TASK:
Print verbatim the lines of the entries from the one containing "One point per instance, written like point(280, 22)" to the last, inclusive, and no others.

---*---

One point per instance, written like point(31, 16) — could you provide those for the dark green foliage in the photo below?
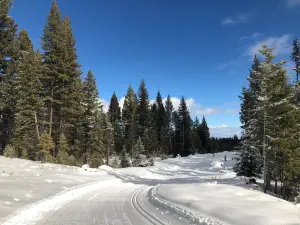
point(46, 147)
point(91, 107)
point(296, 57)
point(62, 83)
point(169, 109)
point(29, 102)
point(142, 109)
point(185, 127)
point(196, 140)
point(129, 120)
point(161, 124)
point(124, 158)
point(8, 56)
point(138, 151)
point(114, 109)
point(204, 133)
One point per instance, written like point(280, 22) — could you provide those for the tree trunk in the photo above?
point(36, 125)
point(264, 154)
point(107, 155)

---*---

FINISHED EXERCISE:
One point per instance, written like point(280, 22) — could you provide those for the tree trunk in the photo above?
point(36, 125)
point(264, 154)
point(107, 155)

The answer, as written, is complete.